-- Start --
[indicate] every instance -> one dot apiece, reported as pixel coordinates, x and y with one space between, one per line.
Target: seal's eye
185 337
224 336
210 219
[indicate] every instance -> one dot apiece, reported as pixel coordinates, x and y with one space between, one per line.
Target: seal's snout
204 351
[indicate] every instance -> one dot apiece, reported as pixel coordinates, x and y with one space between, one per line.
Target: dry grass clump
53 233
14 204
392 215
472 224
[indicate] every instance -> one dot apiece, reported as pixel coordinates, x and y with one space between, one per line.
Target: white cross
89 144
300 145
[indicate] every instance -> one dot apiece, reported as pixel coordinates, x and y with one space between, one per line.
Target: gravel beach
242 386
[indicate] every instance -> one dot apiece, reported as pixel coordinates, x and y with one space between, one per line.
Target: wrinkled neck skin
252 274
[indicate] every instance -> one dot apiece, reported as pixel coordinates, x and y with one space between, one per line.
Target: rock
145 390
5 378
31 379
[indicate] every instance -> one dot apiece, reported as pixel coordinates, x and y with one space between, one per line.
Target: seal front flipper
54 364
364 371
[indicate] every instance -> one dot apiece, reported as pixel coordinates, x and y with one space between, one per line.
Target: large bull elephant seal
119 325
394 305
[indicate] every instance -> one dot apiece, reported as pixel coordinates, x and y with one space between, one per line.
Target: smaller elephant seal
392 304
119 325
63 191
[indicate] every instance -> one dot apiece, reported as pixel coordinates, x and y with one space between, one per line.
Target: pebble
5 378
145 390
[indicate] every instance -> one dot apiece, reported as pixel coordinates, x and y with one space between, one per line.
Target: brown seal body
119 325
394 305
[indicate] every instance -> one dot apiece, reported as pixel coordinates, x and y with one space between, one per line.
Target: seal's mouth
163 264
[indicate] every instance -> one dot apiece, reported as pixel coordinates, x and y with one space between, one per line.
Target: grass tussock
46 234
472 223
-- End --
## [TASK INSTRUCTIONS]
Without changing a word, restate the whole listing.

## [PROBLEM SOLUTION]
[indicate] every instance -> one dot apiece, reported as pixel coordinates, x and y with one space between, one per line.
Target: seal's eye
185 337
224 336
210 219
[indicate] every instance -> one dot apiece, reported as pixel coordinates, x and y with one space between, one per line.
Target: seal's snout
204 351
[indicate] every instance -> one dot apiece, reported as pixel coordinates, x and y with one space between, one per line.
Target: dry grass clump
53 233
14 204
392 215
472 224
[indicate] every instance -> one dot apiece, reported as pixel coordinates, x and y with one space between, one per line.
Target: white cross
89 144
300 145
[indicate] every instance -> one dot apiece, reported as pixel coordinates, x and y with one space between, one per line.
Target: gravel beach
242 386
[indicate] every instance -> one dot apiece, reported as pixel coordinates, x and y with one space between, one per line.
Target: wrinkled neck skin
252 274
[indicate] every instance -> one dot apiece, reported as pixel coordinates, x and y with one space between, one per line.
Target: rock
145 390
5 378
31 379
[indicate] every instance -> one dot apiece, reported as pixel coordinates, x and y with one space between, one per line.
Target: seal front flipper
54 364
364 371
[indicate] every instance -> one dot apiece, reported as pixel coordinates, x and y with one space between, one per line.
Target: large bull elephant seal
119 325
394 305
[indicate] every instance -> one dot apiece, reported as pixel coordinates, x and y with one space between, one per line.
Target: smaller elephant seal
392 304
119 325
63 191
[indicate] every instance -> one dot apiece, reported as pixel coordinates, x and y with one space between, one per line.
Target: pebble
5 378
145 390
[indicate] every instance -> one dot apiece, reported as pixel coordinates, x and y with one space between, one per line.
Target: brown seal body
119 325
394 305
[indicate] every instance -> one dot apiece, reported as pixel coordinates, x and y with one space between, one per line.
Target: seal's mouth
163 264
[indicate] every instance -> one dot apiece, reported as pixel coordinates, x and y with one space between, one per line.
Target: grass tussock
46 234
472 223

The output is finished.